### TEXTAUSZUG
Alf Spröde vom Vorstand im Interview

Völklinger Kreis: „Wir müssen uns von rechtem Gedankengut abgrenzen“

18. Dez. 2018
Alf Spröde, Vorstand gesellschaftliche Vernetzung und Politik

In den letzten Tagen wurde über die Frage diskutiert: Wie AfD-freundlich ist der Völklinger Kreis, der Verband schwuler Führungskräfte? VK-Vizevorsitzender Alf Spröde bezieht Stellung

Vor einigen Tagen wurde bekannt, dass auf der letzten Mitgliederversammlung des Völklinger Kreis, dem Verband schwuler Führungskräfte in Deutschland, ein Antrag keine Mehrheit fand, der eine gleichzeitige Mitgliedschaft in der AfD zum Ausschlussgrund aus dem VK gemacht hätte. SIEGESSÄULE berichtete

Alf Spröde, Vorstand des Bereichs „Politik und gesellschaftliche Vernetzung“ sowie Vizevorsitzender des Völklinger Kreises e. V., bezieht im Interview mit SIEGESSÄULE zu den Fragen Stellung, die in der Community seitdem in Sachen Völklinger Kreis diskutiert werden.

Lieber Alf Spröde, wieso ist für eine Mehrheit der Mitgliederversammlung eines schwulen Vereins, für den laut Eigendarstellung „Vielfalt und Wertschätzung nicht verhandelbar“ sind, eine gleichzeitige Mitgliedschaft in der AfD offensichtlich doch verhandelbar? Die Grundhaltung des VK ist auf der Mitgliederversammlung eindeutig gewesen. Die heißt: Wir stehen für unsere Werte ein und stellen uns gegen alle Organisationen die unsere Werte bekämpfen, insofern ist zum Beispiel eine gleichzeitige Mitgliedschaft in der AfD nicht möglich. Aber der zitierte Antrag hatte eben auch satzungsgemäße Auswirkungen und diese wollten wir im Vorfeld rechtlich abklären.

Das klingt jetzt sehr formaljuristisch. Darum frage ich mal ganz klar: Gibt es im Völklinger Kreis Mitglieder, die Positionen der AfD nahe stehen oder gibt es die nicht? Der Völklinger Kreis ist letztlich ein Spiegelbild der Gesellschaft, insofern kann es auch Mitglieder geben die Positionen der AfD nahe stehen. Allerdings gab es keine Wahrnehmung solcher Meinungen bisher. Wir haben aber, wie die meisten anderen Organisationen auch, keinen Zugriff auf die Parteizugehörigkeit unserer Mitglieder.

Wäre es nicht Aufgabe eines Vereins, der Vielfalt wertschätzt, dafür zu sorgen, dass Menschen, die Vielfalt offensichtlich nicht wertschätzen, nicht Mitglied dieses Vereins sind? Nicht zuletzt um der Glaubwürdigkeit innerhalb der Community willen? Es war jetzt das erste Mal, dass wir im Rahmen einer Mitgliederversammlung das Thema diskutiert haben – und was den Antrag angeht: Ja, der hat uns in seiner Kurzfristigkeit überrascht. Er hat uns aber auch gezeigt, wir wollen jetzt sehr schnell aktiv werden, darum haben wir ein Rechtsgutachten eingeholt. Keinesfalls wollen wir Entscheidungen treffen, die anschließend rechtlich angreifbar sind und denen, gegen die wir uns stellen wollen, sogar unerwünschte Aufmerksamkeit geben. Das Ergebnis wird eine Schärfung unserer Satzung sein und da gibt es die absolute Zustimmung der Mitglieder des Verbands. Das wird auf der Regionalkonferenz besprochen, an die hat die Mitgliederversammlung die Sache verwiesen, um kurzfristig handeln zu können.

### VORLIEGENDES MATERIAL
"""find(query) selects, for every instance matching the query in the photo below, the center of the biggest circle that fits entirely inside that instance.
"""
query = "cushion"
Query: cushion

### GESTELLTE AUFGABE 1
Was hat der Völklinger Kreis laut dem Interview eingeholt, um nach dem Antrag schnell aktiv zu werden?
### GESTELLTE AUFGABE 2
Schreibe die Stelle des Interviews zwischen „Das klingt jetzt“ und „Parteizugehörigkeit unserer Mitglieder.“ einschließlich neu und setze dabei „Abbild“ an die Stelle von „Spiegelbild“.
Das Material stammt aus einer anderen Quelle als der Text.

### SCHRIFTLICHE LÖSUNG 1
Ein Rechtsgutachten.

### SCHRIFTLICHE LÖSUNG 2
Das klingt jetzt sehr formaljuristisch. Darum frage ich mal ganz klar: Gibt es im Völklinger Kreis Mitglieder, die Positionen der AfD nahe stehen oder gibt es die nicht? Der Völklinger Kreis ist letztlich ein Abbild der Gesellschaft, insofern kann es auch Mitglieder geben die Positionen der AfD nahe stehen. Allerdings gab es keine Wahrnehmung solcher Meinungen bisher. Wir haben aber, wie die meisten anderen Organisationen auch, keinen Zugriff auf die Parteizugehörigkeit unserer Mitglieder.